Re: Redirect to AF_XDP socket not working with bond interface in native mode

[Date Prev][Date Next][Thread Prev][Thread Next][Date Index][Thread Index]

 



On Thu, 21 Dec 2023 at 13:39, Prashant Batra <prbatra.mail@xxxxxxxxx> wrote:
>
> On Wed, Dec 20, 2023 at 1:54 PM Magnus Karlsson
> <magnus.karlsson@xxxxxxxxx> wrote:
> >
> > On Tue, 19 Dec 2023 at 21:18, Prashant Batra <prbatra.mail@xxxxxxxxx> wrote:
> > >
> > > Thanks for your response. My comments inline.
> > >
> > > On Tue, Dec 19, 2023 at 7:17 PM Magnus Karlsson
> > > <magnus.karlsson@xxxxxxxxx> wrote:
> > > >
> > > > On Tue, 19 Dec 2023 at 11:46, Prashant Batra <prbatra.mail@xxxxxxxxx> wrote:
> > > > >
> > > > > Hi,
> > > > >
> > > > > I am new to XDP and exploring it's working with different interface
> > > > > types supported in linux. One of my use cases is to be able to receive
> > > > > packets from the bond interface.
> > > > > I used xdpsock sample program specifying the bond interface as the
> > > > > input interface. However the packets received on the bond interface
> > > > > are not handed over to the socket by the kernel if the socket is bound
> > > > > in native mode. The packets are neither being passed to the kernel.
> > > > > Note that the socket creation does succeed.
> > > > > In skb mode this works and I am able to receive packets in the
> > > > > userspace. But in skb mode as expected the performance is not that
> > > > > great.
> > > > >
> > > > > Is AF_XDP sockets on bond not supported in native mode? Or since the
> > > > > packet has be to be handed over to the bond driver post reception on
> > > > > the phy port, a skb allocation and copy to it is indeed a must?
> > > >
> > > > I have never tried a bonding interface with AF_XDP, so it might not
> > > > work. Can you trace the packet to see where it is being dropped in
> > > > native mode? There are no modifications needed to an XDP_REDIRECT
> > > > enabled driver to support AF_XDP in XDP_DRV / copy mode. What NICs are
> > > > you using?
> > > >
> > > I will trace the packet and get back.
> > > The bond is over 2 physical ports part of the Intel NIC card. Those are-
> > > b3:00.0 Ethernet controller: Intel Corporation 82599ES 10-Gigabit
> > > SFI/SFP+ Network Connection (rev 01)
> > > b3:00.1 Ethernet controller: Intel Corporation 82599ES 10-Gigabit
> > > SFI/SFP+ Network Connection (rev 01)
> > >
> > > Bonding algo is 802.3ad
> > >
> > > CPU is Intel Xeon Gold 3.40GHz
> > >
> > > NIC Driver
> > > # ethtool -i ens1f0
> > > driver: ixgbe
> > > version: 5.14.0-362.13.1.el9_3
> >
> > Could you please try with the latest kernel 6.7? 5.14 is quite old and
> > a lot of things have happened since then.

****************

# Request a
Set down the portion of the thread on the bond interface that opens with the words containing "[Date Prev][Date Next][Thread" and closes with "My comments inline.".

****************

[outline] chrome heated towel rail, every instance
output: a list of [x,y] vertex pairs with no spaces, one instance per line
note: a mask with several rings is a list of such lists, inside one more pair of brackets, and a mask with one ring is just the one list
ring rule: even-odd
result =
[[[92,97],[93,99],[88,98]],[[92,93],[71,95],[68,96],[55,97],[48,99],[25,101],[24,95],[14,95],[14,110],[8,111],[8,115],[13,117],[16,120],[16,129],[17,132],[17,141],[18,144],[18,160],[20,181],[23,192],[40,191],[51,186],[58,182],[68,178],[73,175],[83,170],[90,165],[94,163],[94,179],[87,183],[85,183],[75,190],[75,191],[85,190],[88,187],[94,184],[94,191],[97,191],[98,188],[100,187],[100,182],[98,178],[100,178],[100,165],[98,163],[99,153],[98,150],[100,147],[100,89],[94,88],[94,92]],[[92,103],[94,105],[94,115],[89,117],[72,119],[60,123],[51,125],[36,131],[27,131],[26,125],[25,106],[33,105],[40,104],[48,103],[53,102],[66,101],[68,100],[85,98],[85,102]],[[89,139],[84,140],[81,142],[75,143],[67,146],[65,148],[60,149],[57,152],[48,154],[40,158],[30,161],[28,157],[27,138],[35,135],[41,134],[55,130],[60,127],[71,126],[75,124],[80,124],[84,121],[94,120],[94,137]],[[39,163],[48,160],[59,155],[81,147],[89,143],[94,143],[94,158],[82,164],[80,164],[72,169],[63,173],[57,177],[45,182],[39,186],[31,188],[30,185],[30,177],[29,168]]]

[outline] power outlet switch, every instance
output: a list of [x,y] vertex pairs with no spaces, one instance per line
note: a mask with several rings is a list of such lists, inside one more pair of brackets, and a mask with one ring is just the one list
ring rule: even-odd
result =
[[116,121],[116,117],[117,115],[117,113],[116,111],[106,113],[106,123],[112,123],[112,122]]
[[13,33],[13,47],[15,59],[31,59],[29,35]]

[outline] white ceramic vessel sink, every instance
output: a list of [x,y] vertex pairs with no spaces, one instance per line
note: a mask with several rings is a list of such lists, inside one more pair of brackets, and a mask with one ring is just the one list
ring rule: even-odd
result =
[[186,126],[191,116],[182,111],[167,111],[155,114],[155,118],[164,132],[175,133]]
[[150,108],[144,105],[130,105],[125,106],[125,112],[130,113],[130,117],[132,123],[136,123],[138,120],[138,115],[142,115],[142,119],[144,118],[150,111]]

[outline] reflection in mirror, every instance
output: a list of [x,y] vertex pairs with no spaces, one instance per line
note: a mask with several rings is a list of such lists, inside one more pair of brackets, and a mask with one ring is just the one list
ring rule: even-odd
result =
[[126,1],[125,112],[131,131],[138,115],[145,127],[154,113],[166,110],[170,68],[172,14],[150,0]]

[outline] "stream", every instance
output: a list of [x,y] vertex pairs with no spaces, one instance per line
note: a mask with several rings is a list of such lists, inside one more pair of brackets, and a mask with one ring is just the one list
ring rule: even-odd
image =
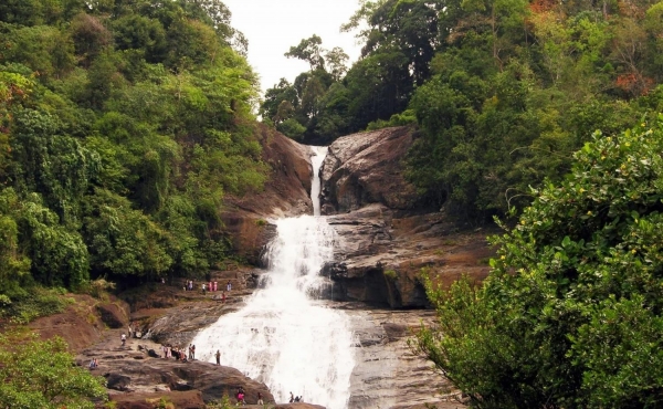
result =
[[269,272],[261,290],[240,311],[223,315],[201,331],[192,344],[214,361],[238,368],[264,382],[276,402],[290,394],[328,409],[345,409],[350,400],[356,339],[350,317],[329,308],[317,296],[318,275],[334,256],[334,230],[320,214],[319,168],[327,148],[312,147],[314,216],[272,221],[277,235],[270,243]]

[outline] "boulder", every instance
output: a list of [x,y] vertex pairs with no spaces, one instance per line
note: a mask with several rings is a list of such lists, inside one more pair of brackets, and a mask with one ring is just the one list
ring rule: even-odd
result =
[[124,328],[129,322],[128,308],[126,305],[123,307],[119,302],[99,304],[97,311],[109,328]]
[[337,301],[394,308],[428,307],[422,273],[449,284],[467,273],[482,280],[494,254],[485,237],[444,211],[421,203],[403,177],[413,128],[344,136],[323,164],[323,213],[338,240],[323,269]]
[[323,214],[357,210],[369,203],[390,209],[417,204],[414,187],[403,178],[402,158],[412,145],[411,127],[394,127],[336,139],[323,164]]
[[221,214],[234,251],[254,265],[261,264],[261,252],[275,233],[270,219],[313,213],[313,151],[274,129],[257,126],[269,180],[263,191],[228,198]]
[[158,394],[130,394],[110,395],[109,400],[115,402],[117,409],[155,409],[160,408],[161,402],[170,402],[178,409],[204,408],[202,394],[192,391],[162,391]]

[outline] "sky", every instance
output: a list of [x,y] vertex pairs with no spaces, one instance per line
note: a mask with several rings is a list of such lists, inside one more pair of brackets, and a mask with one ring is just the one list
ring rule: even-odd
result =
[[222,0],[232,13],[231,25],[249,40],[249,63],[260,75],[261,88],[273,87],[282,77],[293,83],[308,71],[308,63],[283,54],[303,39],[317,34],[322,46],[340,46],[350,57],[359,57],[361,46],[355,33],[341,33],[359,9],[358,0]]

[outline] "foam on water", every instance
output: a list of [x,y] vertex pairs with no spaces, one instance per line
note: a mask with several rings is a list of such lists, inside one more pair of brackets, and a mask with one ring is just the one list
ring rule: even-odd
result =
[[[316,154],[324,158],[326,149]],[[317,159],[314,169],[322,164]],[[319,180],[317,192],[312,189],[314,203],[318,193]],[[278,403],[292,391],[305,401],[345,409],[355,367],[349,318],[316,301],[323,284],[319,271],[333,258],[334,231],[322,217],[287,218],[275,224],[265,287],[242,310],[200,332],[192,342],[197,355],[213,361],[221,350],[222,365],[265,382]]]

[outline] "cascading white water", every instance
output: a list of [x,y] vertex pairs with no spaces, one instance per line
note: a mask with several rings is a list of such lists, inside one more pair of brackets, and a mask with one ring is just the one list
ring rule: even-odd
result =
[[[312,185],[317,188],[312,188],[312,199],[319,214],[317,169],[326,148],[314,153]],[[318,275],[323,264],[333,258],[334,231],[324,218],[312,216],[281,219],[275,224],[277,237],[269,248],[265,287],[246,300],[242,310],[200,332],[192,343],[203,360],[213,361],[219,349],[222,365],[265,382],[276,402],[286,402],[292,391],[305,401],[345,409],[355,367],[350,322],[343,312],[311,297],[323,284]]]

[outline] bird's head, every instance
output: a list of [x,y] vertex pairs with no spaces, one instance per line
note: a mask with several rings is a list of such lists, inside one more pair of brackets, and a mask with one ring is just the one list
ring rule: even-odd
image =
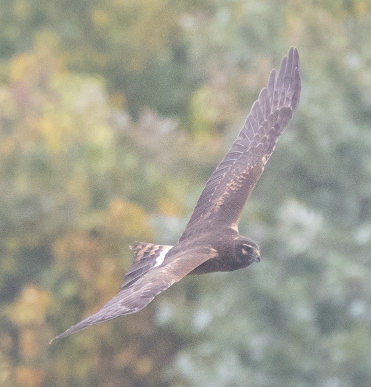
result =
[[236,242],[236,256],[240,262],[249,266],[253,262],[260,261],[260,251],[256,243],[243,236],[240,236]]

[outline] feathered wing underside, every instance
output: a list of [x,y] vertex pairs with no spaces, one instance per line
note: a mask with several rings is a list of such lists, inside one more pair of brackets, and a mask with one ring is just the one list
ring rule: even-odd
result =
[[154,266],[130,286],[125,286],[124,284],[119,293],[98,312],[69,328],[50,342],[95,324],[139,311],[156,295],[179,281],[201,263],[217,256],[217,253],[210,246],[196,245],[185,251],[181,250],[169,255],[168,259]]
[[[237,140],[211,175],[179,241],[212,224],[236,227],[278,137],[299,102],[299,55],[291,48],[276,76],[272,71]],[[195,231],[196,230],[196,231]]]
[[133,263],[125,274],[121,289],[129,287],[154,267],[161,265],[172,246],[156,245],[140,242],[130,248],[135,250]]

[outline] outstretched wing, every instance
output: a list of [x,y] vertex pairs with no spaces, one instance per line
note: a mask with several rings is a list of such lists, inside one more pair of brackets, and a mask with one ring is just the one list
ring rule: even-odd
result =
[[99,322],[124,314],[138,312],[158,294],[178,282],[204,262],[217,256],[210,247],[196,246],[186,251],[169,254],[169,258],[137,279],[131,286],[121,290],[99,311],[73,325],[51,341],[68,336]]
[[238,138],[206,183],[179,241],[212,224],[236,227],[249,195],[299,103],[299,55],[291,48],[278,76],[272,71]]
[[166,254],[173,247],[146,242],[140,242],[134,247],[131,246],[130,248],[135,250],[133,263],[126,272],[125,281],[121,288],[129,287],[154,267],[162,264]]

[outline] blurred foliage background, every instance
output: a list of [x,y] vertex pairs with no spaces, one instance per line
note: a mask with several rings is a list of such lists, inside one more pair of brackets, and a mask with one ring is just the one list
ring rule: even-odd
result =
[[[4,0],[0,384],[371,385],[371,5]],[[175,243],[291,46],[300,103],[244,211],[262,262],[48,345]]]

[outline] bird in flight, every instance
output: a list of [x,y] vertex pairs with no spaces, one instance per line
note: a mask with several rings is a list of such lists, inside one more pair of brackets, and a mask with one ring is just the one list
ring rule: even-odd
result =
[[237,140],[206,183],[178,244],[140,242],[131,247],[133,262],[118,293],[51,343],[94,324],[139,311],[190,273],[231,271],[260,262],[259,247],[240,235],[237,226],[245,203],[299,103],[299,55],[291,48],[278,75],[272,71]]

****************

# Request b
Select every line of the records that contains the word "white", matching its case exactly.

# Exercise answer a
[Date Prev][Date Next][Thread Prev][Thread Next][Date Index][Thread Index]

 



On Thu, 21 Dec 2023 at 13:39, Prashant Batra <prbatra.mail@xxxxxxxxx> wrote:
>
> On Wed, Dec 20, 2023 at 1:54 PM Magnus Karlsson
> <magnus.karlsson@xxxxxxxxx> wrote:
> >
> > On Tue, 19 Dec 2023 at 21:18, Prashant Batra <prbatra.mail@xxxxxxxxx> wrote:
> > >
> > > Thanks for your response. My comments inline.

# Exercise answer b
[outline] white ceramic vessel sink, every instance
[outline] "cascading white water", every instance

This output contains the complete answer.